Your instructions: Output exactly the lines that run from the line with "# Outline the region of every instance of the pale" to the end of the material, both ends included, and no other lines.

Image boundary annotation data
--- start ---

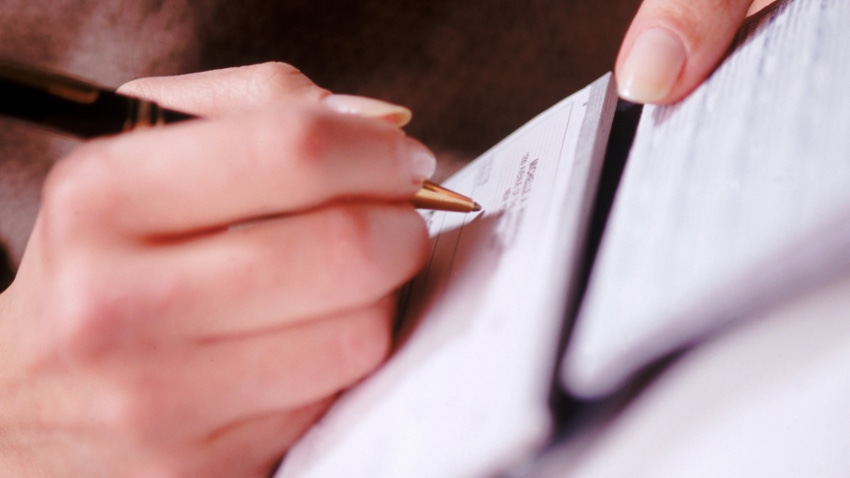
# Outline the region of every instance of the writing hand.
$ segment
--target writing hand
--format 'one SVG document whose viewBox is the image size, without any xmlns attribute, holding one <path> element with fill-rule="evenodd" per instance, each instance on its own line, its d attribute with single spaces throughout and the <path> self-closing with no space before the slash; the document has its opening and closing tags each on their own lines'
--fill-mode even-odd
<svg viewBox="0 0 850 478">
<path fill-rule="evenodd" d="M 773 0 L 645 0 L 623 40 L 615 68 L 620 96 L 672 103 L 708 77 L 747 12 Z"/>
<path fill-rule="evenodd" d="M 385 358 L 433 155 L 287 65 L 121 90 L 207 119 L 51 171 L 0 296 L 3 473 L 268 476 Z"/>
</svg>

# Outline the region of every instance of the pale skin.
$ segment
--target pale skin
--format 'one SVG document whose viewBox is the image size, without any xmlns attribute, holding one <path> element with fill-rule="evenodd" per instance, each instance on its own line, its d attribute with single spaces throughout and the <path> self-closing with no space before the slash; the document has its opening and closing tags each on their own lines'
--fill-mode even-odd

--- end ---

Result below:
# Outline the region of every instance of the pale skin.
$ segment
--target pale skin
--format 'one SVG document whose viewBox is the image size, without any xmlns attribute, holding one <path> element with fill-rule="evenodd" per instance, each instance on its own line, its d attribute with single spaces throughout and the <path> self-closing with no space before the slash; the document has its opening and closing tags each on their own lines'
--fill-mode even-odd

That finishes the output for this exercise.